* Start *

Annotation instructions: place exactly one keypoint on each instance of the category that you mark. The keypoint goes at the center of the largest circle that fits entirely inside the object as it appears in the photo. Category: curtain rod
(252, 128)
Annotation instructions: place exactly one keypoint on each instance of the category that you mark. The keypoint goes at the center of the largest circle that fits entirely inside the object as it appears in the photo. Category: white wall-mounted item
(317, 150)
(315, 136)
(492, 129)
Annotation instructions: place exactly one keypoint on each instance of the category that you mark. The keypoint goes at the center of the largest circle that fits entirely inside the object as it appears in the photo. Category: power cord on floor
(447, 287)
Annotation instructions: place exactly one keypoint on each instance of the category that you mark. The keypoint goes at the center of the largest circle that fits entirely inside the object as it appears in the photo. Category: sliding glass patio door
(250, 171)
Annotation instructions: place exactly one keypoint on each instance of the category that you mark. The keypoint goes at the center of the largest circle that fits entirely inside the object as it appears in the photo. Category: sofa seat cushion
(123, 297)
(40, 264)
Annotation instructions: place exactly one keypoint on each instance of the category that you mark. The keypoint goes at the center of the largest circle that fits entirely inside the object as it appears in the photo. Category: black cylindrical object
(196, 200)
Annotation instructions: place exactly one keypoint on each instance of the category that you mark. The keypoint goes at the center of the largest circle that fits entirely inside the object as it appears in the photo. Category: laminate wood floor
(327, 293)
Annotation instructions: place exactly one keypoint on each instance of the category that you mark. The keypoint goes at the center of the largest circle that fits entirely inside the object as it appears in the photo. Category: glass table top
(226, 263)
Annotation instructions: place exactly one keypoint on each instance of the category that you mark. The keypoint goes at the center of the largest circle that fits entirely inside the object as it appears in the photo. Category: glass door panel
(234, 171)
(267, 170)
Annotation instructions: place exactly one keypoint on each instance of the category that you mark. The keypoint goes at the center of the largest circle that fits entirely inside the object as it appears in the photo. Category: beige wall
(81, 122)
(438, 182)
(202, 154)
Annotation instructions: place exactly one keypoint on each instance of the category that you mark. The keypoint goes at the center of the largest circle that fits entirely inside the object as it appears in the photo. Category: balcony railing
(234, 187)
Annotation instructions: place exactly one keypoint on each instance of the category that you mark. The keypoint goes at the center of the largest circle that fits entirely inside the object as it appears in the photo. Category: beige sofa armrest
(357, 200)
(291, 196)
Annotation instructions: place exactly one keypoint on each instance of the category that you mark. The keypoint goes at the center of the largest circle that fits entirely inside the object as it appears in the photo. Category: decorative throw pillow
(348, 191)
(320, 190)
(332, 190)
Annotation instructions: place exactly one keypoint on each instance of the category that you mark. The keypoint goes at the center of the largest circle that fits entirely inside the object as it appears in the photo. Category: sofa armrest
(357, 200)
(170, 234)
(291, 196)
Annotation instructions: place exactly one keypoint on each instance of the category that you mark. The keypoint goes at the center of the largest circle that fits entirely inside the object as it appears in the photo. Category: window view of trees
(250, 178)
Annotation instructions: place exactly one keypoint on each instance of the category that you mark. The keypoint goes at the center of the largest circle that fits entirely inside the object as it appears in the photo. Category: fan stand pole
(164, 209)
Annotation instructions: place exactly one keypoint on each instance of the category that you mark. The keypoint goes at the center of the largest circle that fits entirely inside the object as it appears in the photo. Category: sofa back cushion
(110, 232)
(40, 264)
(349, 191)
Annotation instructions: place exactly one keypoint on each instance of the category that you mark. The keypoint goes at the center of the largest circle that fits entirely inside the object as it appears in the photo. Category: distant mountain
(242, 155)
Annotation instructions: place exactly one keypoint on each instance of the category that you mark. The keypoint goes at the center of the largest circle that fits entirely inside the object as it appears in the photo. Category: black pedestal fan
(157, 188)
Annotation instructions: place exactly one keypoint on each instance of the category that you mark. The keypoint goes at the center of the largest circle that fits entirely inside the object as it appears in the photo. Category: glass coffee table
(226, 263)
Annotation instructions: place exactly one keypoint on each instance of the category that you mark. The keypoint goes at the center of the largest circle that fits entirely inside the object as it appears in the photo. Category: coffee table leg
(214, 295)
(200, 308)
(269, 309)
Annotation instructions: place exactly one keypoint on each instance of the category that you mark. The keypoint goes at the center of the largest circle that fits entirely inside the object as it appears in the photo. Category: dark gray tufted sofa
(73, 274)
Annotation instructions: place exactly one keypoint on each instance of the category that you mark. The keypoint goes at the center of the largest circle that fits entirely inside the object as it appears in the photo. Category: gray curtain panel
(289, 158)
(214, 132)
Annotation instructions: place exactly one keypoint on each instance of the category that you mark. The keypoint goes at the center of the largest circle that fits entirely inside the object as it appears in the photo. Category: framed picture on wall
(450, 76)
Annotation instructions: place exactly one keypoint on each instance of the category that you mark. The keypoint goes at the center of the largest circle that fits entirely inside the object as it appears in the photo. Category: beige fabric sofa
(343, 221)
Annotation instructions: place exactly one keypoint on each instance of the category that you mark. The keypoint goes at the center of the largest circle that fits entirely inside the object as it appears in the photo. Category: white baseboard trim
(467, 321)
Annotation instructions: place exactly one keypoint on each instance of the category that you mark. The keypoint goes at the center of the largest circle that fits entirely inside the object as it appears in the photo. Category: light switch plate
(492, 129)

* End *

Set down all of the entries exactly, please.

_The result_:
Annotation instructions: place exactly one keypoint on each instance of the category that you mark. The keypoint goes at the center of the largest circle that fits entirely inside the object as it appears in the photo. Category: curtain rod
(252, 128)
Annotation instructions: place exactly one keypoint on each instance of the category that you mark. The keypoint goes at the center of the largest circle that fits entirely inside the object as it appears in the photo. Category: white wall-mounted item
(317, 150)
(315, 136)
(492, 129)
Annotation instructions: place exactly one keypoint on each instance of the category that you mark. The keypoint goes at the center of the largest circle that fits entirely inside the object as it appears in the photo. Category: power cord on floor
(447, 287)
Annotation instructions: place exactly one keypoint on each instance of the category that you mark. The keypoint goes at the center of the largest circle that fits entirely inside the object as it appears in the photo. Category: sliding glass patio door
(250, 171)
Annotation instructions: place exactly one keypoint on each instance of the category that you mark. The keypoint goes at the center of the largest circle that fits entirely inside the object as it appears in the photo. Category: sofa seat cushion
(123, 297)
(40, 264)
Annotation instructions: place exactly one keypoint on each instance of the category that you mark. The keypoint goes at the center of the largest circle that fits entirely inside the object as it appears in the photo. Category: black cylindrical object
(196, 200)
Annotation instructions: place exactly one keypoint on each instance of the category that you mark. The keypoint goes at the center of the largest circle that fits entirely inside the object as it appears in the photo. Category: laminate wood floor
(327, 293)
Annotation instructions: place exactly one keypoint on each instance of the category that you mark. The keypoint goes at the center of the largest circle that fits entirely inside the object as it appears in the photo. Category: glass table top
(226, 263)
Annotation instructions: place exactly one keypoint on each instance of the category that you mark. The keypoint goes at the center of the largest circle that fits entirely inside the object as it appears in the photo. Category: glass door panel
(234, 171)
(267, 170)
Annotation instructions: place exactly one keypoint on each instance of the category that you mark. The keypoint goes at the center of the largest circle that fits entirely inside the object as it appears in the photo. Category: beige wall
(81, 122)
(438, 182)
(202, 154)
Annotation instructions: place exactly one keypoint on each instance of the category that you mark. The keypoint goes at the center of the largest circle that fits entirely inside the object as it appears in the photo. Category: balcony railing
(234, 187)
Annotation instructions: place exactly one keypoint on each instance of the category that you mark. The keypoint goes at the center of the largest circle that fits entirely inside the object as it appears in the photo. Category: beige sofa armrest
(357, 200)
(291, 196)
Annotation instructions: place exactly one keypoint on each instance of the category that you mark. The keypoint goes at the center of the largest circle that fits entirely inside the object as it appears in the photo. Category: decorative throw pillow
(348, 191)
(320, 190)
(332, 190)
Annotation instructions: place exactly one keypoint on each instance of the category that you mark. The keypoint goes at the center of the largest circle that fits entirely inside the object as it appears in the photo. Category: sofa armrest
(357, 200)
(170, 234)
(291, 196)
Annotation instructions: place exactly one keypoint on each instance of the category that you mark. The keypoint goes at the center of the largest circle that fits entirely inside the object as it appears in the photo. Category: window view of trees
(250, 178)
Annotation instructions: place exactly one keypoint on each instance of the category that you mark. The keypoint goes at the center of the largest circle that fits entirely inside the object as it appears in the photo. Category: fan stand pole
(164, 209)
Annotation instructions: place exactly one keypoint on each instance of the category that you mark. The keypoint goes at the center of the largest circle that fits entirely inside the object as it appears in the photo. Category: sofa back cushion
(110, 232)
(40, 264)
(349, 191)
Annotation instructions: place exactly one keypoint on each instance of the category that you mark. The keypoint goes at the center of the largest circle that fits entirely inside the object as it appears in the photo. Category: distant mountain
(242, 155)
Annotation instructions: place exactly one keypoint on each instance of the category that you mark. The keypoint goes at the center of the largest circle that fits entirely inside the object as it appears in the photo. Category: black pedestal fan
(157, 188)
Annotation instructions: place exactly one keypoint on each instance of the category that you mark. The keypoint goes at the center of the largest circle that fits entirely inside the object as it appears in the photo. Category: glass coffee table
(226, 263)
Annotation instructions: place exactly one keypoint on each instance of the category that you mark. The keypoint goes at the center of the largest circle that fits entirely inside the object as it appears in the photo. Category: coffee table leg
(214, 295)
(200, 308)
(269, 309)
Annotation instructions: place exactly one keypoint on each instance of the category that you mark. The keypoint goes at the center of the largest circle that fits entirely inside the object as it appears in the photo. Category: dark gray tufted sofa
(73, 274)
Annotation instructions: place exactly one keypoint on each instance of the category that you mark. The keypoint goes at the center of the largest circle that fits entirely inside the object as it appears in the photo. Category: gray curtain panel
(289, 158)
(214, 132)
Annotation instructions: place exactly one keypoint on each instance of the category that you mark. The keypoint goes at the center of the largest circle that fits entirely inside the object as it appears in the photo. Category: framed picture on wall
(450, 76)
Annotation instructions: place exactly one keypoint on each instance of the category that you mark. The keypoint goes at the center of the largest circle that fits entirely inside the object as it appears in the photo. Category: beige fabric sofa
(343, 221)
Annotation instructions: place exactly one keypoint on each instance of the category that you mark. The keypoint goes at the center of the largest circle that fits entirely inside the object as it appears in the photo. Category: white baseboard trim
(467, 321)
Annotation instructions: place exactly one keypoint on each instance of the category that you mark. The keypoint goes at the center of the largest circle that fits entirely inside the object as it appears in the photo. Category: light switch plate
(492, 129)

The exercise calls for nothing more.